LIST OF TASKS →
(1) In the interview on research in former Soviet archives, which center runs the Open Research Laboratory and the Summer Research Laboratory?
(2) Write the next part of the interview on research in former Soviet archives, starting after its final sentence.

SELECTED PASSAGE →
════════════════════

How have you seen scholars adapt and react to this changed landscape? What tips or resources would you offer to scholars currently planning research travel to archives in the former Soviet Union?

Historians are resilient and are responding in many ways. For one, there is more and more work that takes advantage of the myriad published materials available in libraries across the country. I am especially proud that my own university, the University of Illinois Urbana-Champaign, sponsors year-round programs that enable researchers to access our incredible library collections as part of our mission as a public institution. Researchers benefit from our tireless Slavic Reference Service, as well as the academic year Open Research Laboratory and Summer Research Laboratory, which are run by the Russian, East European, and Eurasian Center. I’ve seen lots of exciting new work that relies mostly or even entirely on published materials. Those with active library cards from the Russian State Library (“Leninka”) can also take advantage of enormous troves of digitized materials. In many cases, our obsession with archives has meant we have underutilized the materials most readily available. There is so much innovative scholarship that can be done without setting foot in an archive.

People are also adapting by researching in new places, traveling to countries that were not really on their radars as places to do research until possibilities of researching in Russia became foreclosed. I suspect the net result for our field will generally be positive, as current conditions force more scholars to reckon with the diverse landscapes, societies, and citizens that once comprised the Soviet Union. There are also microfilmed versions of archival documents available in the U.S., including at the Hoover Institution Library and Archives at Stanford University, the Library of Congress, and the United States Holocaust Memorial Museum.

════════════════════

DATA TO EXAMINE →
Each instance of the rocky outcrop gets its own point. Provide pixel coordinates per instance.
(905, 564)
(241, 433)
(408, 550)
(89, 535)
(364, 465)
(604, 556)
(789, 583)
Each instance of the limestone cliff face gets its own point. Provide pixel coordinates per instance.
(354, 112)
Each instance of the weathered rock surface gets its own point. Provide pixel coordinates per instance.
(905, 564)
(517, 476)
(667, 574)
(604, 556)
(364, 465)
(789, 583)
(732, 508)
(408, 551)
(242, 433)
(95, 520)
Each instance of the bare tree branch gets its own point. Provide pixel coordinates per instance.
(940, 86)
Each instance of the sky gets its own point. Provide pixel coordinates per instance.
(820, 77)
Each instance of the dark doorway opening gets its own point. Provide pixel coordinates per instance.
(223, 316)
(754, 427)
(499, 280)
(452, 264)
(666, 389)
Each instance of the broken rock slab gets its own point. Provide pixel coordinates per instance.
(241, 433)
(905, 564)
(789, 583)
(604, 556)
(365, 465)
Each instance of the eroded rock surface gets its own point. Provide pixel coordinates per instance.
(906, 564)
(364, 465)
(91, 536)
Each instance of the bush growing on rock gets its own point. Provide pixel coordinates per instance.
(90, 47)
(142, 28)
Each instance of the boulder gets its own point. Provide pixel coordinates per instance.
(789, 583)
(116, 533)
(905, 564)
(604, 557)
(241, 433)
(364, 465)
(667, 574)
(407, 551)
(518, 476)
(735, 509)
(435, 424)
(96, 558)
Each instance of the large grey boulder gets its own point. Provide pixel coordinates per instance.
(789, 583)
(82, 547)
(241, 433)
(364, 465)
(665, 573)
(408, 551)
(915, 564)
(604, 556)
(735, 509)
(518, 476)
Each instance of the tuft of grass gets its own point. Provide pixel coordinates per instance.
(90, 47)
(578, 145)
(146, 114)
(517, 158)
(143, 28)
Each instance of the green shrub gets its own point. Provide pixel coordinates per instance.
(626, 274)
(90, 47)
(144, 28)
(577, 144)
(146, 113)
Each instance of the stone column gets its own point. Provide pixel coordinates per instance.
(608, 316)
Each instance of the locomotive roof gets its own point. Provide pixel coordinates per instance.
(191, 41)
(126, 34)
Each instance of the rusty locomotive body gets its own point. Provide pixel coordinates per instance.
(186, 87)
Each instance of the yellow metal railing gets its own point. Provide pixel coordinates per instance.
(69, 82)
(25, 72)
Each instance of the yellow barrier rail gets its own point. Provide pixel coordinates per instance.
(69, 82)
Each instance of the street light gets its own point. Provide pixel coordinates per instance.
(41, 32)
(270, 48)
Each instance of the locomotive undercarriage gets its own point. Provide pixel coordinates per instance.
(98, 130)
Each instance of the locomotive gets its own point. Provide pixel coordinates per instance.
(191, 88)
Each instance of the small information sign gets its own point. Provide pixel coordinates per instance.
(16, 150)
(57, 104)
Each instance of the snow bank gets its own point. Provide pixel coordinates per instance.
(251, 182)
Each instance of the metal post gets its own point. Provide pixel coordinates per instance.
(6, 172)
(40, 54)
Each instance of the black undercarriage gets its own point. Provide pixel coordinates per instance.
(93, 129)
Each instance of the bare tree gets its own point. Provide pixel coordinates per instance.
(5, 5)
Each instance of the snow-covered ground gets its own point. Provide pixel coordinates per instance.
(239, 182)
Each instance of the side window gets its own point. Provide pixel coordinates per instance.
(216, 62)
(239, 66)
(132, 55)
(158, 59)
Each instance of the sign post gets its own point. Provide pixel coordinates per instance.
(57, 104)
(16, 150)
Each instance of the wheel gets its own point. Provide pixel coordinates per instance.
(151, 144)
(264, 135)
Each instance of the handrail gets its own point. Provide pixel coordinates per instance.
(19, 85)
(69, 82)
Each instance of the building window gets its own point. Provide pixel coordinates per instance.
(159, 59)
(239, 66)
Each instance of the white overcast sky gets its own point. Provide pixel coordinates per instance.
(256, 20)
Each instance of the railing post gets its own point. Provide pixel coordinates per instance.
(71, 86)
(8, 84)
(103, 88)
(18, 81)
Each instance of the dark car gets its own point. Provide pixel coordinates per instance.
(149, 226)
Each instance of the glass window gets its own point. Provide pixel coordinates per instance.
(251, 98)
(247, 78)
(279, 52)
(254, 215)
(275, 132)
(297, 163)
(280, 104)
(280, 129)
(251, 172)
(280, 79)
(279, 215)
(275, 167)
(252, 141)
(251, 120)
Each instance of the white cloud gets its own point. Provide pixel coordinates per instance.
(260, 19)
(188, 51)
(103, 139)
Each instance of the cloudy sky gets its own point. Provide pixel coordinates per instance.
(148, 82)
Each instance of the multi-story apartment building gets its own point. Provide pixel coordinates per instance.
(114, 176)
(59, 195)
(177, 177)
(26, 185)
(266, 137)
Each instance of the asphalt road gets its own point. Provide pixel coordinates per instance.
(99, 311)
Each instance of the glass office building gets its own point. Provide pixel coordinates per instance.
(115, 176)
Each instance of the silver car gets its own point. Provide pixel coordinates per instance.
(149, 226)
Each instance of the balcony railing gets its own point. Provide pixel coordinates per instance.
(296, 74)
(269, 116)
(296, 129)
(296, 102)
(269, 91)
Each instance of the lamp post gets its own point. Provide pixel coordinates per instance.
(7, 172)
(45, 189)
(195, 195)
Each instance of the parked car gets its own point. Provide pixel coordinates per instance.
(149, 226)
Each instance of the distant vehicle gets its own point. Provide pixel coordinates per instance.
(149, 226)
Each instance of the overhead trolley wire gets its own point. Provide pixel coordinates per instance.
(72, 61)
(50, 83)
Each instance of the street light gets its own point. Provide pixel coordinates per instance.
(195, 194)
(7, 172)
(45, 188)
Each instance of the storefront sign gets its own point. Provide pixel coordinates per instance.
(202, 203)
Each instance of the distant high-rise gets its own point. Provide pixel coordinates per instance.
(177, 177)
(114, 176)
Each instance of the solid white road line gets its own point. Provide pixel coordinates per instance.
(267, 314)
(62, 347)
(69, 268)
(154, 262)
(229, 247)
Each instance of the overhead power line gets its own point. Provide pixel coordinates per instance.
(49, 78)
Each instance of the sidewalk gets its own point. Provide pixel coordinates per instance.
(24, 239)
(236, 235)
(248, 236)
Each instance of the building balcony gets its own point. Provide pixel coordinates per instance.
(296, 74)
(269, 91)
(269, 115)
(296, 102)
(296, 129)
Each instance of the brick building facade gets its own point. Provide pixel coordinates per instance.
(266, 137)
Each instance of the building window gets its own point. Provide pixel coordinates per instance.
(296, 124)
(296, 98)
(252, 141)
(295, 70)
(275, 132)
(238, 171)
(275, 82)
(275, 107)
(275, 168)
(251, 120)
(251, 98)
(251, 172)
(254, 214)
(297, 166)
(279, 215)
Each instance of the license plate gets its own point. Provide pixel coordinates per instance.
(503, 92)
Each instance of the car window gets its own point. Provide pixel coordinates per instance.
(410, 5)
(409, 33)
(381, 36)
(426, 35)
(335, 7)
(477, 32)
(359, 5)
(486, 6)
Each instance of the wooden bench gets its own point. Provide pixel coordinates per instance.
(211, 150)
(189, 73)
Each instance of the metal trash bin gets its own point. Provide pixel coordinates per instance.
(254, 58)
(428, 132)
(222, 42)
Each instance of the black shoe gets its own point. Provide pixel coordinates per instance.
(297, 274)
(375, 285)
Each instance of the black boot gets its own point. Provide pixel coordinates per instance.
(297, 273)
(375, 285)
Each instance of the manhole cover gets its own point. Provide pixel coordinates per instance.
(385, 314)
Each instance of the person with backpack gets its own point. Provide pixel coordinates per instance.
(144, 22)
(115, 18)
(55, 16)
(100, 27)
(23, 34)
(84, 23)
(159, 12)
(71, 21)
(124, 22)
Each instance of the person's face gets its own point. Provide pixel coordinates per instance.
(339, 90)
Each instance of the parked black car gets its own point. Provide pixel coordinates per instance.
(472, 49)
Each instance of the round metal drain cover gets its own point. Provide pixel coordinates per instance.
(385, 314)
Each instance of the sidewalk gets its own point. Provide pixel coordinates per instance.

════════════════════

RESPONSES TO THE TASKS →
(1) The Russian, East European, and Eurasian Center.

(2)
For those planning to do research, I especially recommend reading up on the histories of the places you are going, contacting scholars who have worked in the archives you plan to visit and are willing to share their experiences, and perusing all reference materials available, including both online and published guides. This is enormously important in planning visits and making the most of limited time on the ground.

Long before the dramatic opening of archives, historians were often on the forefront of creatively addressing the difficulties and limitations of sources. Being a good historian has always required a degree of flexibility, nimbleness, and creativity in unpacking the nuances and complexities of the past. It is important to remember that archives are not so much an end in themselves, but one tool among many for telling nuanced, complex histories. Even with some curtailing of archival access, we have still never had so many tools at our disposal—it is our job to take advantage of them!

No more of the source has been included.